**Extracted material:**
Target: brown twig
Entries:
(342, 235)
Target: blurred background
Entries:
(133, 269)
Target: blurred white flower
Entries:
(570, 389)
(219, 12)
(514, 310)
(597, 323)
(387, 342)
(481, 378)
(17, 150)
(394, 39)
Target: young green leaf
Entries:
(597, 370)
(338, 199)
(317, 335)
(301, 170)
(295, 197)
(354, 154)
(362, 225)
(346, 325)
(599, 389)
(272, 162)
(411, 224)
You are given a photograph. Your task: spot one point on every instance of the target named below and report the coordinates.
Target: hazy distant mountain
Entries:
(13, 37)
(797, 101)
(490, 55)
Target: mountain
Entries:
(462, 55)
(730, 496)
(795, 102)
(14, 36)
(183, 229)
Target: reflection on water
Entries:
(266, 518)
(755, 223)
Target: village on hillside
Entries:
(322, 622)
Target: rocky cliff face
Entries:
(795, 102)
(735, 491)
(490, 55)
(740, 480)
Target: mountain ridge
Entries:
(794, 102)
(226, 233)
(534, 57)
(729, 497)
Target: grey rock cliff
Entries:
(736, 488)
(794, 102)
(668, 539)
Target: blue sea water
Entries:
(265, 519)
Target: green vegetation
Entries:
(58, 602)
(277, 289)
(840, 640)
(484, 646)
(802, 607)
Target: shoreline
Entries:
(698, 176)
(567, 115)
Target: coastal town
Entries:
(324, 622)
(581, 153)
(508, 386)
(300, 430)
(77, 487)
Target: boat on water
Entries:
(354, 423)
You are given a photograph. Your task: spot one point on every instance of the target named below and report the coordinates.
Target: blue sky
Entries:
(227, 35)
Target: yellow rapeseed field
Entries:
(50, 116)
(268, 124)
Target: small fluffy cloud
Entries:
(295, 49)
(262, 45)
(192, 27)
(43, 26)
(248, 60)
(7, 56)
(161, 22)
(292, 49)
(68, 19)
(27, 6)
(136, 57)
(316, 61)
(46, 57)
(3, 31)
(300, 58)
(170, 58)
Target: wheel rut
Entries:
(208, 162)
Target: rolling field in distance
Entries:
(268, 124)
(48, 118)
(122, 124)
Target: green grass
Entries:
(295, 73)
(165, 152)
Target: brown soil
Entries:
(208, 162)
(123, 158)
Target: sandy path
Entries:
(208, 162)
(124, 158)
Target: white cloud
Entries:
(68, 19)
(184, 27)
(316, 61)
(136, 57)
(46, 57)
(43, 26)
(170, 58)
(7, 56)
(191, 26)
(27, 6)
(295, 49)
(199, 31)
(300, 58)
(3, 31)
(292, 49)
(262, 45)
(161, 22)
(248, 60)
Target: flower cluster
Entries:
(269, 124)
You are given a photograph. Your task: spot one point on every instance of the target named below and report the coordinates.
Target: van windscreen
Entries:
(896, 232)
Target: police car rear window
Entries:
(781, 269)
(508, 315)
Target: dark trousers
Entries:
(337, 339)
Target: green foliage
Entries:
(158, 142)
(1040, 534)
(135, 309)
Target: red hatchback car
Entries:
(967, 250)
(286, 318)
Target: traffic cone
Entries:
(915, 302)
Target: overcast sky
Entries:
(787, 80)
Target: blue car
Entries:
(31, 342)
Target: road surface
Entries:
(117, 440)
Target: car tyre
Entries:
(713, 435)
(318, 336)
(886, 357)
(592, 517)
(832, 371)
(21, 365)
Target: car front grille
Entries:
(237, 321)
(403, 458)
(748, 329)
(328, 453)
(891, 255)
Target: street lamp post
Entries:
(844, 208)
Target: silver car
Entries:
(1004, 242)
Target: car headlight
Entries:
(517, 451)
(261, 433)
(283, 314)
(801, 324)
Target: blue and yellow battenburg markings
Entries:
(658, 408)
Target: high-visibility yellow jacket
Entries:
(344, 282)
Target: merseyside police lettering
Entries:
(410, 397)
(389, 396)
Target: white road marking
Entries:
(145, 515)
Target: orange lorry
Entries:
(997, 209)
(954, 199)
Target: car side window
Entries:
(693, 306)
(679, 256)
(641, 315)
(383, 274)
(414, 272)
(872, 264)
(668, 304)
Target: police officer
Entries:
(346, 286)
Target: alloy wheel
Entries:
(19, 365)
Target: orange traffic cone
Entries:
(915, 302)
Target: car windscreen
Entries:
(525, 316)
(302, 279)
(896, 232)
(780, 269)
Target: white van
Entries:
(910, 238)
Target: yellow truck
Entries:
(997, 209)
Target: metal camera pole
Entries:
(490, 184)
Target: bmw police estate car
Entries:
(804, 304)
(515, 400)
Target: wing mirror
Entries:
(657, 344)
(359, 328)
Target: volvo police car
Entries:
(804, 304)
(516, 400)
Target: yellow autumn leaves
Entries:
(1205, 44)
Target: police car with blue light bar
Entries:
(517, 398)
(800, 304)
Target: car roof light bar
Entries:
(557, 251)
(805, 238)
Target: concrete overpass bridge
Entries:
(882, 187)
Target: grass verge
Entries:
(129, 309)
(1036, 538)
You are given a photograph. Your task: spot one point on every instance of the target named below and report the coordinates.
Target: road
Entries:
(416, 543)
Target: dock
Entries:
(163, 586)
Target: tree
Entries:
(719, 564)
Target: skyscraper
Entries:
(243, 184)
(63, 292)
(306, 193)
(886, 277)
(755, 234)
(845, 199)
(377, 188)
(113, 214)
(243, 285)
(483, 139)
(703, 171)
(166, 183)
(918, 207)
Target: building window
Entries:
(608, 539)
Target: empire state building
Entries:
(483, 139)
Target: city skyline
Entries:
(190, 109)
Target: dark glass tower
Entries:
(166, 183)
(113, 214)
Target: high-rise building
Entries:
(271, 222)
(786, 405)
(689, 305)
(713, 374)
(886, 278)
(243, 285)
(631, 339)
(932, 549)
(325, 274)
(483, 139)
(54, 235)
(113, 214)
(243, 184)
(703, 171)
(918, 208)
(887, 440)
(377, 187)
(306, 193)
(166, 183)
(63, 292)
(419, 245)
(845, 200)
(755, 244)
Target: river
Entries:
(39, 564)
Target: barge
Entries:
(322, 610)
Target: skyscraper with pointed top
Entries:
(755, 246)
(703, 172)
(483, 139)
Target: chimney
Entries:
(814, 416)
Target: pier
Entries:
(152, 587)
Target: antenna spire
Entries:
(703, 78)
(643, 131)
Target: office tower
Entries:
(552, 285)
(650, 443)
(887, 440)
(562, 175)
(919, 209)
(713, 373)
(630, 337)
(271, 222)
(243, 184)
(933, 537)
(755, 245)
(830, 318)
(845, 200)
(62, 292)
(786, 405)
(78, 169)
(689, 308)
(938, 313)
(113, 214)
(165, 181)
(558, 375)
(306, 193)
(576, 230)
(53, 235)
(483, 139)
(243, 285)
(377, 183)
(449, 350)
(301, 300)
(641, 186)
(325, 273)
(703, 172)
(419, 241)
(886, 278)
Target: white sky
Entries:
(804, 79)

**Aim of the exercise:** Recopy the entries above in their entirety, exactly.

**Solution for this problem:**
Target: brown twig
Entries:
(342, 235)
Target: blurred background
Entries:
(133, 269)
Target: blurred white flower
Entries:
(570, 389)
(219, 12)
(514, 310)
(597, 323)
(387, 342)
(481, 378)
(17, 150)
(394, 39)
Target: young green leaf
Entries:
(597, 370)
(338, 199)
(317, 335)
(301, 170)
(295, 197)
(354, 154)
(362, 225)
(346, 325)
(599, 389)
(272, 162)
(411, 224)
You are given a photograph. Your task: spot one point on every instance of the target named below and report the coordinates.
Target: hazy distant mountain
Entries:
(13, 37)
(797, 101)
(490, 55)
Target: mountain
Entries:
(462, 55)
(730, 496)
(795, 102)
(14, 36)
(183, 229)
Target: reflection on water
Entries:
(266, 518)
(755, 223)
Target: village on hillside
Entries:
(322, 622)
Target: rocky cliff face
Entries:
(795, 102)
(735, 491)
(490, 55)
(740, 480)
Target: mountain ridge
Entries:
(794, 102)
(226, 233)
(534, 57)
(729, 497)
Target: grey rock cliff
Entries:
(736, 488)
(794, 102)
(668, 539)
Target: blue sea water
Entries:
(265, 519)
Target: green vegetation
Entries:
(58, 602)
(277, 289)
(840, 640)
(484, 646)
(802, 607)
Target: shoreline
Entries:
(698, 176)
(567, 115)
Target: coastal town
Entries:
(324, 622)
(581, 153)
(508, 386)
(300, 430)
(77, 487)
Target: boat on water
Entries:
(354, 423)
You are given a photograph. Your task: spot one point on every instance of the target named below and report the coordinates.
Target: blue sky
Entries:
(227, 35)
Target: yellow rapeseed field
Entries:
(50, 116)
(268, 124)
Target: small fluffy cloud
Entries:
(295, 49)
(262, 45)
(192, 27)
(43, 26)
(248, 60)
(7, 56)
(161, 22)
(292, 49)
(68, 19)
(27, 6)
(136, 57)
(316, 61)
(46, 57)
(3, 31)
(300, 58)
(170, 58)
Target: wheel rut
Entries:
(208, 162)
Target: rolling field in distance
Entries:
(268, 124)
(48, 118)
(122, 124)
Target: green grass
Entries:
(295, 73)
(165, 152)
Target: brown soil
Entries:
(208, 162)
(123, 158)
Target: sandy path
Entries:
(208, 162)
(124, 158)
Target: white cloud
Entries:
(68, 19)
(184, 27)
(316, 61)
(136, 57)
(46, 57)
(43, 26)
(170, 58)
(7, 56)
(191, 26)
(27, 6)
(295, 49)
(199, 31)
(300, 58)
(3, 31)
(292, 49)
(262, 45)
(161, 22)
(248, 60)
Target: flower cluster
Entries:
(269, 124)
You are given a photograph. Your task: spot one point on every instance of the target named below and report the coordinates.
Target: van windscreen
Entries:
(896, 232)
Target: police car rear window
Entries:
(781, 269)
(508, 315)
Target: dark trousers
Entries:
(337, 339)
Target: green foliage
Entries:
(158, 142)
(1040, 534)
(135, 309)
Target: red hatchback car
Entries:
(967, 250)
(286, 318)
Target: traffic cone
Entries:
(915, 302)
Target: overcast sky
Entries:
(787, 80)
Target: blue car
Entries:
(31, 342)
Target: road surface
Entries:
(117, 440)
Target: car tyre
Entries:
(713, 435)
(318, 336)
(886, 357)
(592, 517)
(832, 371)
(21, 365)
Target: car front grille
Entries:
(237, 321)
(403, 458)
(748, 329)
(328, 453)
(891, 255)
Target: street lamp post
Entries:
(844, 208)
Target: silver car
Entries:
(1004, 242)
Target: car headlight
Entries:
(517, 451)
(261, 433)
(283, 314)
(801, 324)
Target: blue and yellow battenburg markings
Entries:
(658, 408)
Target: high-visibility yellow jacket
Entries:
(344, 282)
Target: merseyside police lettering
Entries:
(410, 397)
(389, 396)
Target: white road marking
Entries:
(145, 515)
Target: orange lorry
Entries:
(997, 209)
(954, 199)
Target: car side window
Entries:
(693, 306)
(679, 256)
(641, 315)
(383, 274)
(414, 272)
(872, 264)
(668, 304)
Target: police officer
Entries:
(346, 286)
Target: alloy wheel
Entries:
(19, 365)
Target: orange traffic cone
Entries:
(915, 302)
Target: car windscreen
Entries:
(525, 316)
(302, 279)
(896, 232)
(780, 269)
Target: white van
Entries:
(910, 238)
Target: yellow truck
Entries:
(997, 209)
Target: metal camera pole
Entries:
(490, 184)
Target: bmw police estate car
Entries:
(804, 304)
(515, 400)
Target: wing mirror
Entries:
(657, 344)
(359, 328)
Target: volvo police car
Entries:
(804, 304)
(516, 400)
Target: yellow autumn leaves
Entries:
(1205, 44)
Target: police car with blue light bar
Entries:
(517, 398)
(800, 304)
Target: car roof light bar
Entries:
(557, 251)
(805, 238)
Target: concrete overpass bridge
Entries:
(882, 187)
Target: grass verge
Entries:
(129, 309)
(1036, 538)
You are given a photograph. Your task: spot one point on every instance of the target named below and report the coordinates.
Target: road
Entries:
(416, 543)
Target: dock
Entries:
(163, 586)
Target: tree
Entries:
(719, 564)
Target: skyscraper
Entries:
(243, 184)
(63, 292)
(306, 193)
(886, 277)
(755, 234)
(845, 199)
(377, 188)
(113, 214)
(243, 285)
(483, 139)
(703, 171)
(166, 183)
(918, 207)
Target: building window
Entries:
(608, 539)
Target: empire state building
Entries:
(483, 139)
Target: city skyline
Entries:
(190, 109)
Target: dark glass tower
Entries:
(166, 183)
(113, 214)
Target: high-rise building
Entries:
(271, 222)
(786, 405)
(689, 305)
(713, 374)
(886, 278)
(243, 285)
(631, 339)
(932, 549)
(325, 274)
(483, 139)
(54, 235)
(113, 214)
(243, 184)
(703, 171)
(918, 208)
(887, 440)
(377, 187)
(306, 193)
(166, 183)
(63, 292)
(419, 245)
(845, 200)
(755, 244)
Target: river
Entries:
(39, 564)
Target: barge
Entries:
(322, 610)
Target: skyscraper with pointed top
Entries:
(755, 246)
(703, 172)
(483, 139)
Target: chimney
Entries:
(814, 416)
Target: pier
Entries:
(152, 587)
Target: antenna spire
Entries:
(703, 78)
(643, 131)
Target: office tower
Entries:
(552, 285)
(650, 443)
(887, 440)
(562, 175)
(919, 209)
(713, 373)
(630, 337)
(271, 222)
(243, 184)
(933, 537)
(755, 245)
(830, 318)
(845, 200)
(62, 292)
(786, 405)
(78, 169)
(689, 308)
(938, 313)
(113, 214)
(165, 181)
(558, 375)
(306, 193)
(576, 230)
(53, 235)
(483, 139)
(243, 285)
(377, 183)
(449, 350)
(301, 300)
(641, 186)
(325, 273)
(703, 172)
(419, 241)
(886, 278)
Target: white sky
Entries:
(804, 79)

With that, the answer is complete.